◆ TEXTE EXTRAIT:

◇ ◇ ◇ ◇ ◇ ◇ ◇

Atlantico, vraie face du modèle économique du web
Avec des recettes éprouvées, le nouveau pure-player de la presse française a crée un modèle tendu vers l’audience à bas coûts. Analyse
Lancé lundi dernier, Atlantico.fr a bénéficié d’un bruit médiatique à la Benjamin Lancar. Tout le monde ou presque dans la sphère web a critiqué ce nouveau pure-player classé à droite mais l’équipe a encaissé sereinement les coups, sachant que tout bad buzz est avant tout un buzz: «Et voilà, #Atlantico est déjà dans les trending topics. Merci à tous ! (oui, à vous aussi, les haters)», écrivait le site sur son Twitter le jour du lancement.

◇ ◇ ◇ ◇ ◇ ◇ ◇

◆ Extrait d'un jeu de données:

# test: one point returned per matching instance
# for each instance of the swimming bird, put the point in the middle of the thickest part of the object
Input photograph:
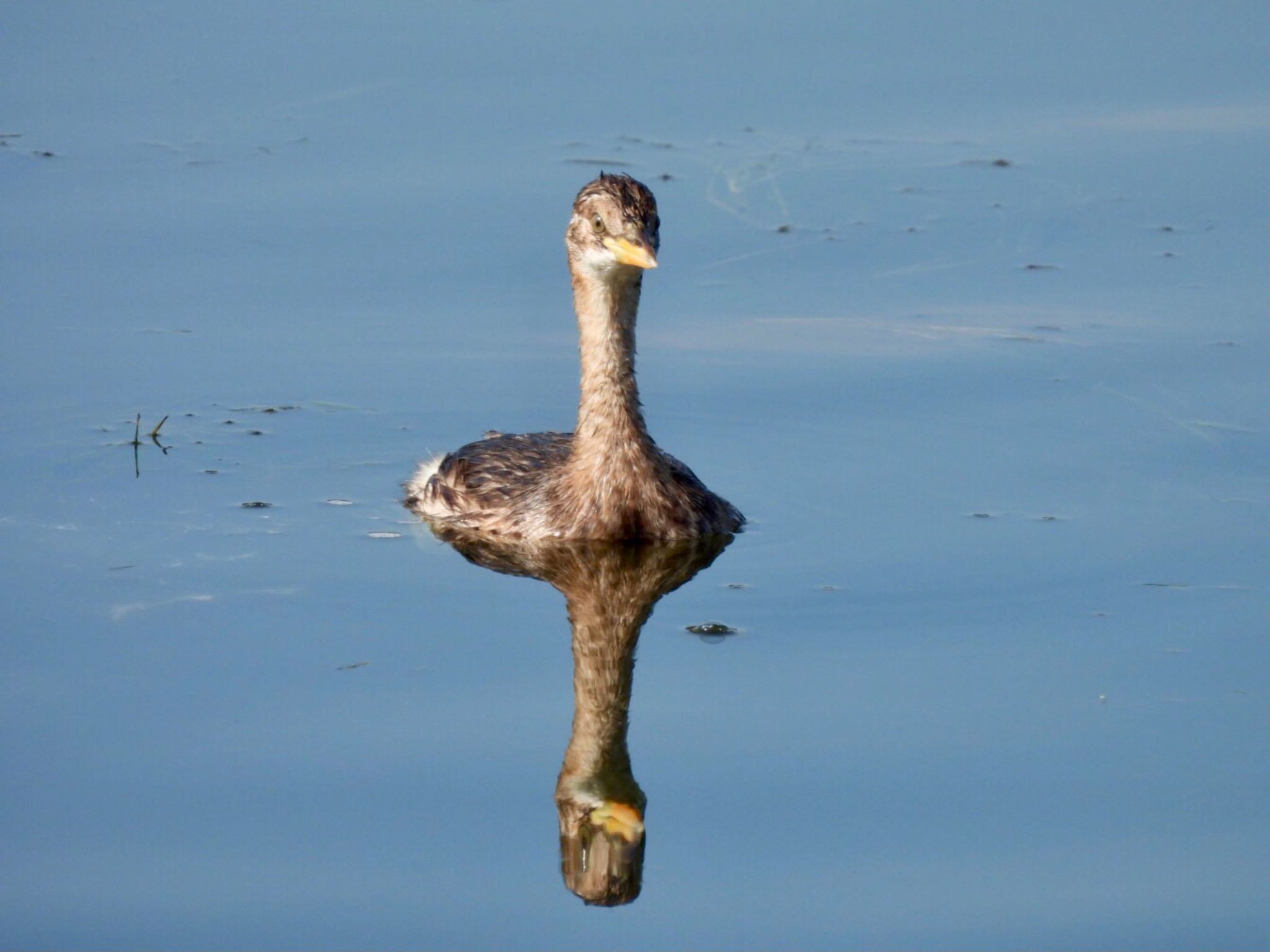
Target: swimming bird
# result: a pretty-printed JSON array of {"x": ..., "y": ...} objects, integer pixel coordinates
[{"x": 606, "y": 480}]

◇ ◇ ◇ ◇ ◇ ◇ ◇

◆ EXERCICES:
**A.** D'après l'article sur Atlantico, où le site a-t-il écrit son message le jour de son lancement ?
**B.** Recopiez l'article sur Atlantico, tout le passage depuis "Atlantico, vraie face" jusqu'à "jour du lancement.".
Les enregistrements forment un document à part.

◆ EXERCICES CORRIGÉS:
**A.** Sur son Twitter.

**B.**
Atlantico, vraie face du modèle économique du web
Avec des recettes éprouvées, le nouveau pure-player de la presse française a crée un modèle tendu vers l’audience à bas coûts. Analyse
Lancé lundi dernier, Atlantico.fr a bénéficié d’un bruit médiatique à la Benjamin Lancar. Tout le monde ou presque dans la sphère web a critiqué ce nouveau pure-player classé à droite mais l’équipe a encaissé sereinement les coups, sachant que tout bad buzz est avant tout un buzz: «Et voilà, #Atlantico est déjà dans les trending topics. Merci à tous ! (oui, à vous aussi, les haters)», écrivait le site sur son Twitter le jour du lancement.